Brief - From the records below, set down exactly the lines starting with the line that contains "Outline any blue lanyard you see." and going on through the line that contains "Outline any black marker you see.". Nothing else is wanted.

The input -
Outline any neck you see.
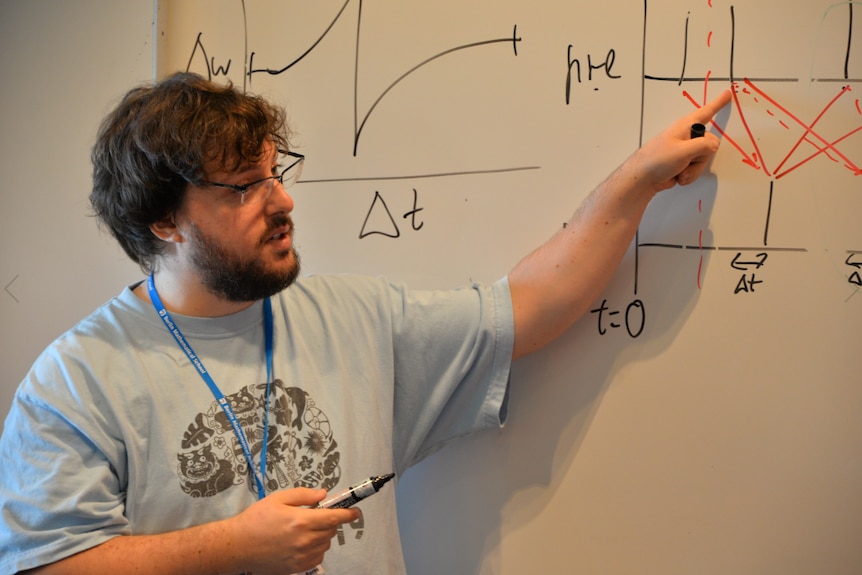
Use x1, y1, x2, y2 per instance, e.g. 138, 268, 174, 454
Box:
134, 269, 256, 318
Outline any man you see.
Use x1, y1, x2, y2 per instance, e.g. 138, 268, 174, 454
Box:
0, 72, 731, 574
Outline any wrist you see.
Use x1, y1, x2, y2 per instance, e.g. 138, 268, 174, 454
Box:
204, 517, 249, 575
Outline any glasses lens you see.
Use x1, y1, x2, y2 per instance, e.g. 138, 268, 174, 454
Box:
239, 156, 303, 205
240, 178, 276, 205
281, 156, 304, 187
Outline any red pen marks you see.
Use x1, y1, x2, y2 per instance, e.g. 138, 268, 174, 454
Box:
683, 90, 759, 170
703, 70, 712, 104
744, 81, 860, 178
683, 0, 859, 291
697, 201, 705, 289
695, 1, 714, 289
684, 82, 861, 178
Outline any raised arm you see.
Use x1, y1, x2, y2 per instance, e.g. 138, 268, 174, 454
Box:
509, 90, 732, 360
21, 489, 359, 575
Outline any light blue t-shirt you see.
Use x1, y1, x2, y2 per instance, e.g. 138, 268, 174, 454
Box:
0, 274, 514, 575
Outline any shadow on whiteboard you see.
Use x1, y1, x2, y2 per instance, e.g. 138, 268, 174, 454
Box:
394, 176, 716, 573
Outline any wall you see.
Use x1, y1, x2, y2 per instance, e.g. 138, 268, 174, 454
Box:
2, 1, 860, 573
0, 0, 153, 427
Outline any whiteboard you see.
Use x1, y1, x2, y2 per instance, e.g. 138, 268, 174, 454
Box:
159, 2, 862, 573
2, 0, 859, 573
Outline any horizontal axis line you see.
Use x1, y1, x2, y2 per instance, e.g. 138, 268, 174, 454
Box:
300, 165, 541, 185
645, 75, 862, 84
639, 243, 808, 252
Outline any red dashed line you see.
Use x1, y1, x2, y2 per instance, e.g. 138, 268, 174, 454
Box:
697, 230, 705, 289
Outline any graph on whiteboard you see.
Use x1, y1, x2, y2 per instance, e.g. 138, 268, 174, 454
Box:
603, 1, 860, 320
164, 0, 860, 341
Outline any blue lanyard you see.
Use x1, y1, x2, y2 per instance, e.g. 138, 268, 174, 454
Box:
147, 274, 273, 500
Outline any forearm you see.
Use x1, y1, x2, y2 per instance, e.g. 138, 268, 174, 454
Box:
23, 520, 243, 575
508, 90, 732, 360
508, 154, 655, 359
21, 488, 355, 575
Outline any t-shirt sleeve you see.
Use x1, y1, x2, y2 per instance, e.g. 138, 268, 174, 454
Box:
390, 277, 514, 473
0, 352, 129, 574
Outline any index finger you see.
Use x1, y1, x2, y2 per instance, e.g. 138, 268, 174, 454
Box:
694, 89, 733, 123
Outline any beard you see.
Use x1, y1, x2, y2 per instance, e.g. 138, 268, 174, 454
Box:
187, 215, 301, 302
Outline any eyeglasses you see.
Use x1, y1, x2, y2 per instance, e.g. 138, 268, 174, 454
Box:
201, 151, 305, 205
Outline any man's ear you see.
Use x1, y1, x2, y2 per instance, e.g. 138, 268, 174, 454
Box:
149, 216, 184, 244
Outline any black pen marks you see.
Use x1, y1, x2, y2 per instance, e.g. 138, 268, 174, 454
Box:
248, 0, 351, 80
359, 188, 425, 239
359, 191, 399, 239
352, 4, 522, 155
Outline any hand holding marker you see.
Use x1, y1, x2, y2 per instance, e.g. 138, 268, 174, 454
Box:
297, 474, 396, 575
317, 472, 395, 509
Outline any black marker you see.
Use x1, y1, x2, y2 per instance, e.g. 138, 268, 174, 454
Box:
299, 475, 396, 573
690, 122, 706, 138
317, 473, 395, 509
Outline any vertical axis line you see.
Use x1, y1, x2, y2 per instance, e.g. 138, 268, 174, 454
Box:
845, 2, 854, 80
635, 0, 649, 296
763, 180, 774, 247
729, 5, 736, 84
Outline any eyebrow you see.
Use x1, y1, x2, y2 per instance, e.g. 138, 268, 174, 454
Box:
216, 148, 279, 181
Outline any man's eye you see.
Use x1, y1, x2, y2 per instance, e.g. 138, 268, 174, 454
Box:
243, 175, 272, 190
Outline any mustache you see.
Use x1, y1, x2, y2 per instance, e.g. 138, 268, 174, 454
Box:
260, 213, 294, 245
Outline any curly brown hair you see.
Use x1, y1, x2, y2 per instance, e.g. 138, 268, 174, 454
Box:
90, 72, 293, 271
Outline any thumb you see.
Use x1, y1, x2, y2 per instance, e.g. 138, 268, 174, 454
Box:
676, 135, 721, 185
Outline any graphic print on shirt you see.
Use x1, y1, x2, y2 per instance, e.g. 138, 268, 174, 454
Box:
176, 379, 342, 497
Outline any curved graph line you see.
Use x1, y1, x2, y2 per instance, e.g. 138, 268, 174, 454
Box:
353, 19, 521, 155
248, 0, 351, 77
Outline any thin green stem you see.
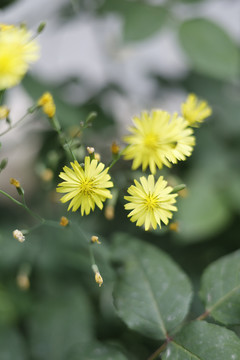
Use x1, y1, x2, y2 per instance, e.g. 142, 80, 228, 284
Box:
0, 190, 44, 222
108, 146, 127, 169
148, 341, 168, 360
0, 190, 23, 207
196, 310, 210, 321
0, 111, 31, 137
76, 222, 98, 268
53, 115, 77, 161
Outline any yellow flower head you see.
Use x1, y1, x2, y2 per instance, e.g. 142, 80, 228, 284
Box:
0, 24, 39, 90
123, 110, 195, 174
182, 93, 212, 127
56, 156, 113, 215
124, 174, 178, 231
38, 92, 56, 118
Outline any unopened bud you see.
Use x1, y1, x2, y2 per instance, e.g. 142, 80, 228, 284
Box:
111, 141, 120, 155
94, 153, 101, 161
95, 272, 103, 287
37, 22, 46, 34
13, 229, 25, 243
60, 216, 69, 227
87, 146, 95, 155
91, 235, 101, 244
104, 204, 115, 220
169, 222, 179, 232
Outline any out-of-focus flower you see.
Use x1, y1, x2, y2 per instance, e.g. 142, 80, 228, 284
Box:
182, 93, 212, 127
0, 24, 39, 90
38, 92, 56, 118
123, 110, 195, 174
124, 174, 177, 231
56, 156, 113, 215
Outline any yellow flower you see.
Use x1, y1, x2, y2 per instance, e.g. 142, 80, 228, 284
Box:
56, 156, 113, 215
38, 92, 56, 118
124, 174, 177, 231
182, 93, 212, 126
0, 24, 39, 90
123, 110, 195, 174
38, 92, 53, 106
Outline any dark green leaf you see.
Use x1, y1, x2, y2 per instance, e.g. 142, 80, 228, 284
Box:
162, 321, 240, 360
100, 0, 168, 42
112, 234, 192, 340
179, 18, 240, 80
200, 250, 240, 325
29, 287, 94, 360
0, 327, 27, 360
68, 341, 127, 360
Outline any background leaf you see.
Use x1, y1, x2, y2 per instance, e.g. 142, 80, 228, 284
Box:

Finished exercise -
Outline any blue lanyard you see.
Use x1, y1, x2, y2 per instance, e.g. 138, 268, 174, 454
Box:
147, 274, 273, 500
Outline any forearm you see.
Use x1, y1, x2, y2 per instance, e.g. 138, 268, 174, 454
Box:
23, 520, 243, 575
508, 90, 732, 360
508, 154, 655, 359
21, 488, 355, 575
Outline any t-shirt sleeve you see.
Use x1, y1, x2, y2 per instance, e.g. 138, 268, 174, 454
Box:
390, 277, 514, 473
0, 352, 129, 574
Outline any index finger you see.
Use x1, y1, x2, y2 per instance, e.g. 138, 268, 174, 454
Box:
694, 89, 733, 123
Outline any beard you see.
Use x1, y1, x2, y2 per instance, e.g. 138, 268, 174, 454
Box:
187, 215, 301, 302
Outline any eyeglasses you see.
Use x1, y1, x2, y2 per instance, e.g. 138, 268, 174, 454
Box:
201, 151, 305, 205
Outline any man's ear you see.
Use x1, y1, x2, y2 per instance, e.g. 138, 268, 174, 454
Box:
149, 216, 184, 244
Outline any black pen marks you see.
Use x1, y1, x2, y2 per instance, e.g. 138, 268, 174, 454
Box:
248, 0, 351, 80
359, 188, 425, 239
359, 191, 399, 239
352, 4, 522, 155
Outline any hand holding marker you see.
Use x1, y1, x2, y2 per instance, e.g. 138, 268, 174, 454
Box:
297, 474, 396, 575
317, 472, 395, 509
Outline any black marker you see.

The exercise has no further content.